It seems that Niantic is facing the fact that nothing will be bigger than Pokémon Go. And that means a series of canceled projects and, significantly worse, layoffs.
A new Bloomberg report says that Niantic CEO John Hanke has told the company that 8 percent of staff are being laid off — so about 85 to 90 people — since the company is facing “a period of economic turmoil” during which they have “reduced costs in a variety of areas.”
Furthermore, four projects have been canceled. One of them is Transformers: Heavy Metal. The others include Punchdrunk, Blue Sky, and Snowball.
Niantic has been around since 2010 and rose to fame with Ingress. However, real notoriety has come with Pokémon Go, which has turned out to be a constant moneymaker for the company since its launch in 2016. The game generated $6 billion, averaging $1 billion in revenue per year, according to Sensor Tower’s latest estimates.
However, other games have not been at the same level of success. Notwithstanding a fairly solid launch month, with over $12 million in global player spending, Harry Potter: Wizards Unite fell far behind the $300 million launch of Pokémon Go and shut down this year. Pikmin Bloom fared even worse, achieving only $5 million in global revenue since its launch last year.
The failure for both games might seem to be shocking given the involved IP and the success of Pokémon Go, the truth is that no other location-based game has been able to capture the same level of attention.

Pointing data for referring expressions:
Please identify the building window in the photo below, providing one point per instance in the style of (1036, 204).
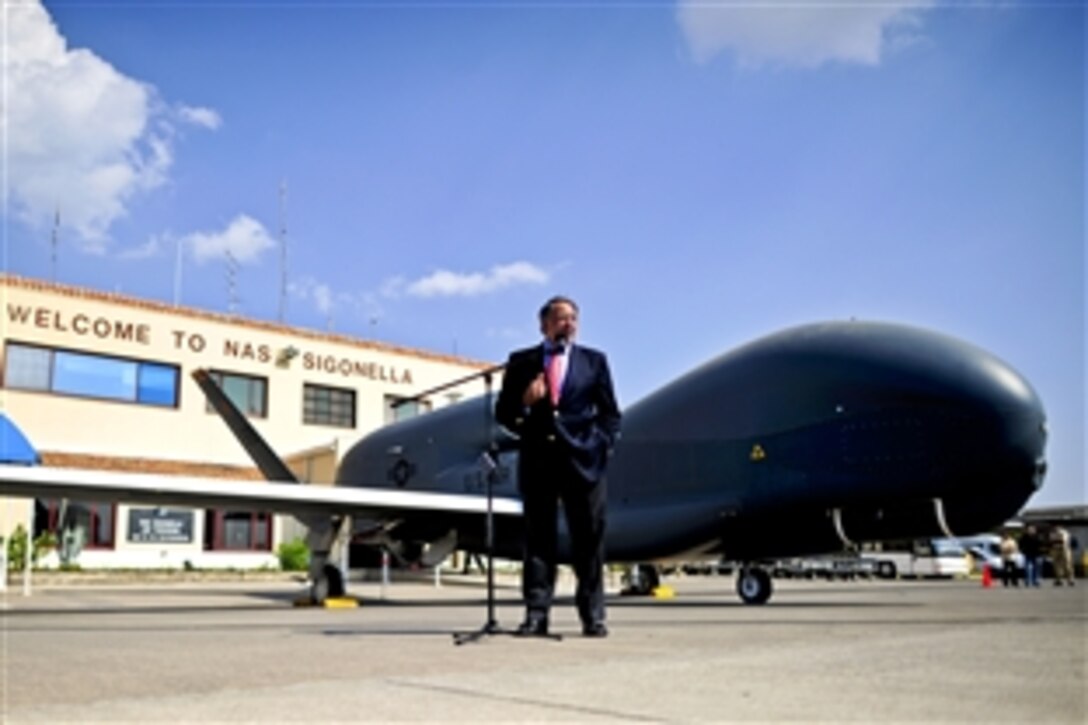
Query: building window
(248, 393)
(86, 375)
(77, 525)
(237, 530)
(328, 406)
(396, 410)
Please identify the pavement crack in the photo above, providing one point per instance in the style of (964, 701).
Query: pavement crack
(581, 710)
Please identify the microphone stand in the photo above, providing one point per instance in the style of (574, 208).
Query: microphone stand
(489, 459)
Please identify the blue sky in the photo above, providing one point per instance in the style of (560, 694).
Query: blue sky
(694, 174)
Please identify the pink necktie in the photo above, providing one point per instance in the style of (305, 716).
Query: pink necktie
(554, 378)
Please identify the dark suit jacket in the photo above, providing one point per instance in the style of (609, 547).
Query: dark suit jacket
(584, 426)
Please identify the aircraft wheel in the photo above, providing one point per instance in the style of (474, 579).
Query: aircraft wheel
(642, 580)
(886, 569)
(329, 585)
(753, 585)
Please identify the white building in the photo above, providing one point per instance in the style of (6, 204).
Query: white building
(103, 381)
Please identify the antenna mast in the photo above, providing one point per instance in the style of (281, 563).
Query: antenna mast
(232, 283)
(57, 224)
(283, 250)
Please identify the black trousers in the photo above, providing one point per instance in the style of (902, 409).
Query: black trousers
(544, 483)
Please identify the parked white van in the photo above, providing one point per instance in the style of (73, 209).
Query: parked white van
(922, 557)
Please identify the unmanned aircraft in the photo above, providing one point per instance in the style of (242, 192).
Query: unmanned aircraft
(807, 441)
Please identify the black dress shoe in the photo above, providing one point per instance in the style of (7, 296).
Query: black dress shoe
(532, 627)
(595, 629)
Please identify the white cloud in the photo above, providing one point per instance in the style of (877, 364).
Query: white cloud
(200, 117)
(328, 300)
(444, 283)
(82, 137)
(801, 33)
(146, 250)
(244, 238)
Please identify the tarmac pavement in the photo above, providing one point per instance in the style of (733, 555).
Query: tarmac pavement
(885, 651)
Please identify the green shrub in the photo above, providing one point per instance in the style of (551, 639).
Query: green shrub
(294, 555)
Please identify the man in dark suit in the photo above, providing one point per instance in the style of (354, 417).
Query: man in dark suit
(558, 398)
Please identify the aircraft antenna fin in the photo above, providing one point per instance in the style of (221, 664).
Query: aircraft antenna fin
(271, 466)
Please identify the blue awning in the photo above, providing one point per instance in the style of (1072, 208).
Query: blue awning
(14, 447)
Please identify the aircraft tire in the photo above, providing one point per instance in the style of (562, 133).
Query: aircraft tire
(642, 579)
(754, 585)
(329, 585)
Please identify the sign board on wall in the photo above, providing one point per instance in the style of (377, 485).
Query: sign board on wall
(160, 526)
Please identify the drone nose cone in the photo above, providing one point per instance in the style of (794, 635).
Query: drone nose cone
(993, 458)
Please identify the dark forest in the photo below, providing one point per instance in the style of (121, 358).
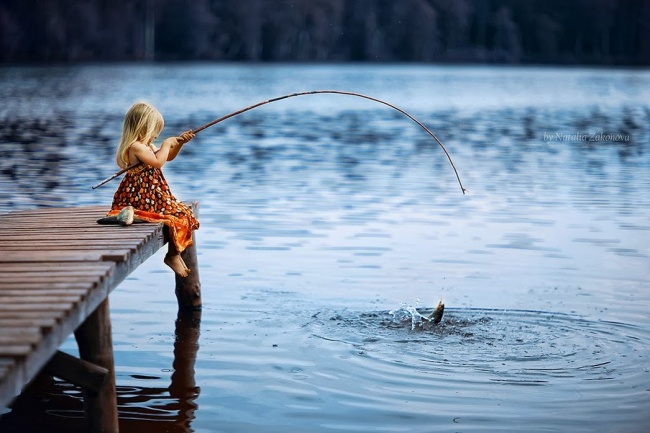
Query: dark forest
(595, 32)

--

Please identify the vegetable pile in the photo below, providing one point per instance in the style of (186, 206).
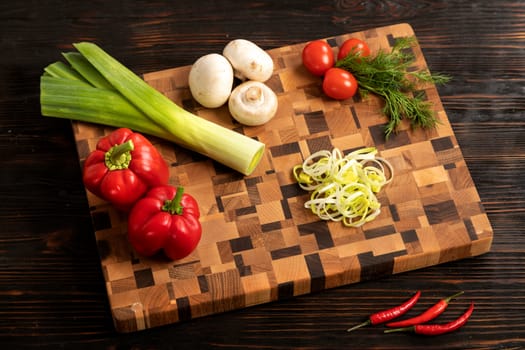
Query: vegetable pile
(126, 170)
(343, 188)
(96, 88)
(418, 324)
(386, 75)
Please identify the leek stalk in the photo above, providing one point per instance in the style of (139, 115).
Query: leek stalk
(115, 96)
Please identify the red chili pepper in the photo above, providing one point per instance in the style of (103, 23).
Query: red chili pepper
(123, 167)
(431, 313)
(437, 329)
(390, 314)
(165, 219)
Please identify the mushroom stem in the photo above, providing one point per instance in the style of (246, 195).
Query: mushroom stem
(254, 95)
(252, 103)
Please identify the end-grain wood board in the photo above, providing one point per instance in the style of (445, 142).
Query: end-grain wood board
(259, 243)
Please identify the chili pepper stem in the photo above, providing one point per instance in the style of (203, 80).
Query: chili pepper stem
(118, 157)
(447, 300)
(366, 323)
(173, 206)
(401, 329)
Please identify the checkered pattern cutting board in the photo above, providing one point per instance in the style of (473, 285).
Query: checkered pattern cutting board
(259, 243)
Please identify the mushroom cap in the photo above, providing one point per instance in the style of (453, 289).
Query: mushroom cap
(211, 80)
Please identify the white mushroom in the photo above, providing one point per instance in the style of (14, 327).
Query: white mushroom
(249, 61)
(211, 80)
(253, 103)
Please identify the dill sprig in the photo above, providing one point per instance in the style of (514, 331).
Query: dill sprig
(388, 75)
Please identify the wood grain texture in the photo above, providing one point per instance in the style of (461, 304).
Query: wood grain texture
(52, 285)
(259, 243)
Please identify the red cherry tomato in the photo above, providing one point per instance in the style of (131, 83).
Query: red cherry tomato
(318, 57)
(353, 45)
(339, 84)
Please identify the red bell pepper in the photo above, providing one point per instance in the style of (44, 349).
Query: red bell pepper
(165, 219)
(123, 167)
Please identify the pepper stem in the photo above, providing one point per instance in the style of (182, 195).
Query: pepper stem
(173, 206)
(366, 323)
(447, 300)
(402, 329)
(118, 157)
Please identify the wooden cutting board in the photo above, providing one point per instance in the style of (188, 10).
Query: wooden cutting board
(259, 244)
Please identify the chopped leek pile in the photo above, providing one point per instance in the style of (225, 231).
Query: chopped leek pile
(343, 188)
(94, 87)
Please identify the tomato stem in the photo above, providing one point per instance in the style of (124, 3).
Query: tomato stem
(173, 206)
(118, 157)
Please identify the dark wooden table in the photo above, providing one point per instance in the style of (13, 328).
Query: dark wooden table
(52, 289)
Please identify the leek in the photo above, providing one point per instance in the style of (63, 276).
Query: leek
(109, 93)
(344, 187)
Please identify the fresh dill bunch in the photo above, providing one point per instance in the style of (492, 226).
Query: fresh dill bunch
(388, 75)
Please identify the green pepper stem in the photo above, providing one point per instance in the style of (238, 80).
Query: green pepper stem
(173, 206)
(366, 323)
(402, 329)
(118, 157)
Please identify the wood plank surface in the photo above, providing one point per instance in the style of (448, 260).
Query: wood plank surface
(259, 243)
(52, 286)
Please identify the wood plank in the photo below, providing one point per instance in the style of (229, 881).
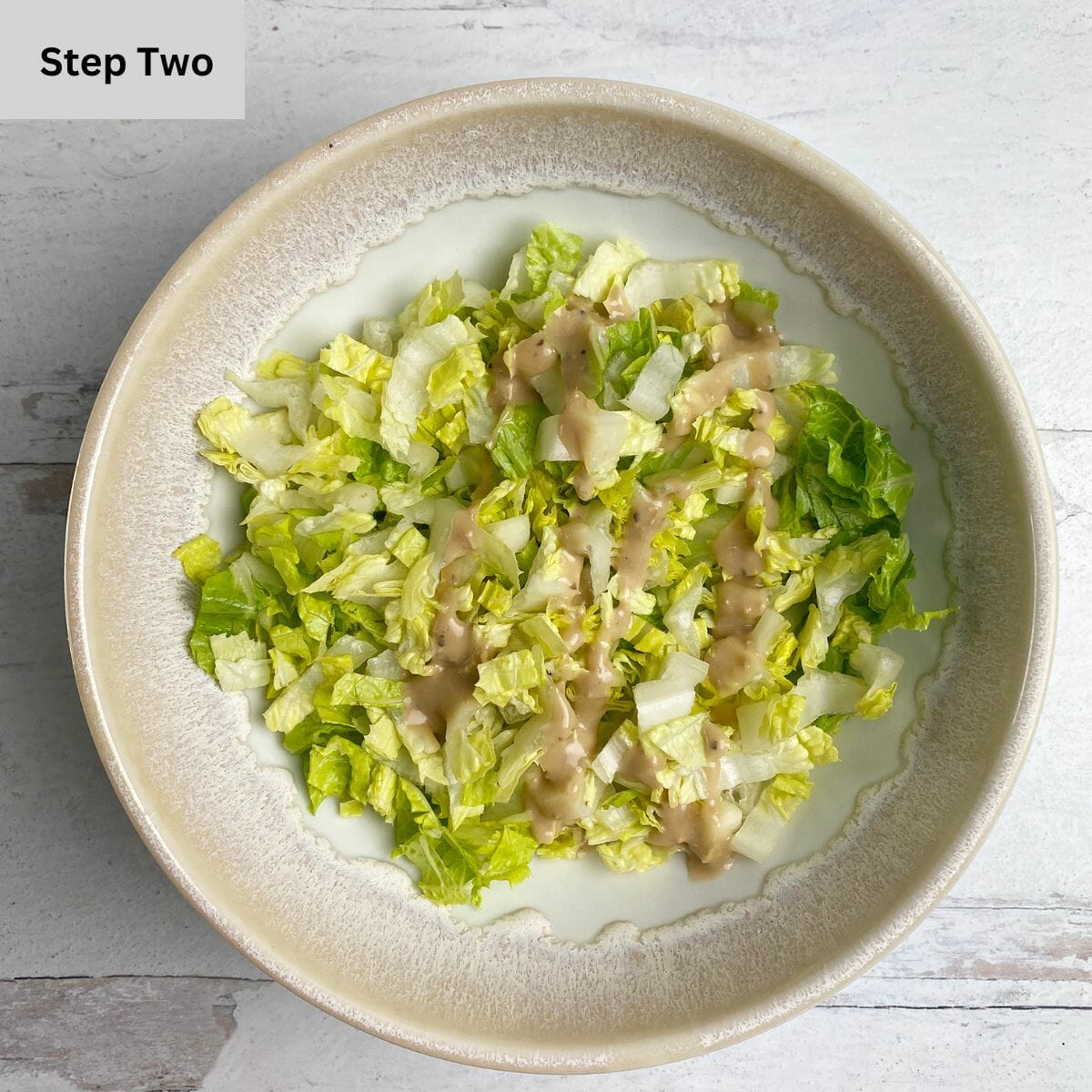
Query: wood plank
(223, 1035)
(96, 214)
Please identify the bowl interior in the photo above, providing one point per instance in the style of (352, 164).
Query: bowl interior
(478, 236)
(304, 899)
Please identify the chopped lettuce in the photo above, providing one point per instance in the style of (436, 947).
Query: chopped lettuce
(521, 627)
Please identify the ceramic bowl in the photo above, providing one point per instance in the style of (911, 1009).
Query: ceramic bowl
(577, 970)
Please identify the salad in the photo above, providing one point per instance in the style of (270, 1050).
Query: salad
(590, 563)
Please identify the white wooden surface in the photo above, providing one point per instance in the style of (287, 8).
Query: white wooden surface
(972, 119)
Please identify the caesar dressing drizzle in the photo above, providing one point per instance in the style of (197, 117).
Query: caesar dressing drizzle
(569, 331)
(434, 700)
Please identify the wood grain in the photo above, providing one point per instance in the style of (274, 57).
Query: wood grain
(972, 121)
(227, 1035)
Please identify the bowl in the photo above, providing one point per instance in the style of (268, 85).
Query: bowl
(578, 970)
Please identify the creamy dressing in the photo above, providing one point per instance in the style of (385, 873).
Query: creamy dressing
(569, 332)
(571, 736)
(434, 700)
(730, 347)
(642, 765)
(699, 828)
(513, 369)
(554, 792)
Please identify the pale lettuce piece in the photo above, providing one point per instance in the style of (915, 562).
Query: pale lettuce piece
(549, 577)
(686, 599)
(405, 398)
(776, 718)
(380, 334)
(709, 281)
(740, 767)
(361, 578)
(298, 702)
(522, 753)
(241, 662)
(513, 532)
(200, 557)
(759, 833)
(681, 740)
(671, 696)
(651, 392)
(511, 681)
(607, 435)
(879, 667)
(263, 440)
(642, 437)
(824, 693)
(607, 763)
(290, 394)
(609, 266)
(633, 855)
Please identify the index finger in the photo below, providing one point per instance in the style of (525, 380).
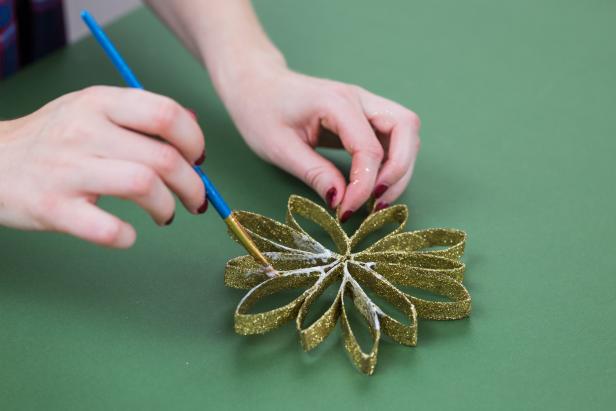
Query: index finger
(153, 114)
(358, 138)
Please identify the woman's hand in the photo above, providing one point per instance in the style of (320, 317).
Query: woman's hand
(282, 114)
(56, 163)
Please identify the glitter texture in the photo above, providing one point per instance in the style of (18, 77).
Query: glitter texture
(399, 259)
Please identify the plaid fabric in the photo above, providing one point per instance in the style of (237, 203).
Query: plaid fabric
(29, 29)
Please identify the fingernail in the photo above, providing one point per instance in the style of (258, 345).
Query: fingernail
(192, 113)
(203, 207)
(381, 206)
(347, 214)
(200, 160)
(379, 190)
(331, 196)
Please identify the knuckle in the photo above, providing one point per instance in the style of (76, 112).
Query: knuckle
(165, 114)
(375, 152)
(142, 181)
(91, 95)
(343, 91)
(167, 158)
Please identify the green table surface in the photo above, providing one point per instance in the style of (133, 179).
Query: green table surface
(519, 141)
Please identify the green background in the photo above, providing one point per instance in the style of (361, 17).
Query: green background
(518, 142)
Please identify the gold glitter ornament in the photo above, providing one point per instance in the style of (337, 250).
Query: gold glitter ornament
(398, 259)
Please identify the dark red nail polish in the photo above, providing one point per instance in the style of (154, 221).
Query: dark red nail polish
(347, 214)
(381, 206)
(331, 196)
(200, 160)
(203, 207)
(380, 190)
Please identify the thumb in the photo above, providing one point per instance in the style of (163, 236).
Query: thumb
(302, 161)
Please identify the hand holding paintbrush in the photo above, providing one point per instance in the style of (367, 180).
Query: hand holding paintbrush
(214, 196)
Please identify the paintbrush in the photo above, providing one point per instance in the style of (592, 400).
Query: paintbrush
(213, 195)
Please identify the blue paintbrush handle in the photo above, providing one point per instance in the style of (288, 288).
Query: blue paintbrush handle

* [TASK]
Please write out the whole Niantic article above word for word, with nothing left out or changed.

* [PROBLEM SOLUTION]
It seems that Niantic is facing the fact that nothing will be bigger than Pokémon Go. And that means a series of canceled projects and, significantly worse, layoffs.
A new Bloomberg report says that Niantic CEO John Hanke has told the company that 8 percent of staff are being laid off — so about 85 to 90 people — since the company is facing “a period of economic turmoil” during which they have “reduced costs in a variety of areas.”
Furthermore, four projects have been canceled. One of them is Transformers: Heavy Metal. The others include Punchdrunk, Blue Sky, and Snowball.
Niantic has been around since 2010 and rose to fame with Ingress. However, real notoriety has come with Pokémon Go, which has turned out to be a constant moneymaker for the company since its launch in 2016. The game generated $6 billion, averaging $1 billion in revenue per year, according to Sensor Tower’s latest estimates.
However, other games have not been at the same level of success. Notwithstanding a fairly solid launch month, with over $12 million in global player spending, Harry Potter: Wizards Unite fell far behind the $300 million launch of Pokémon Go and shut down this year. Pikmin Bloom fared even worse, achieving only $5 million in global revenue since its launch last year.
The failure for both games might seem to be shocking given the involved IP and the success of Pokémon Go, the truth is that no other location-based game has been able to capture the same level of attention.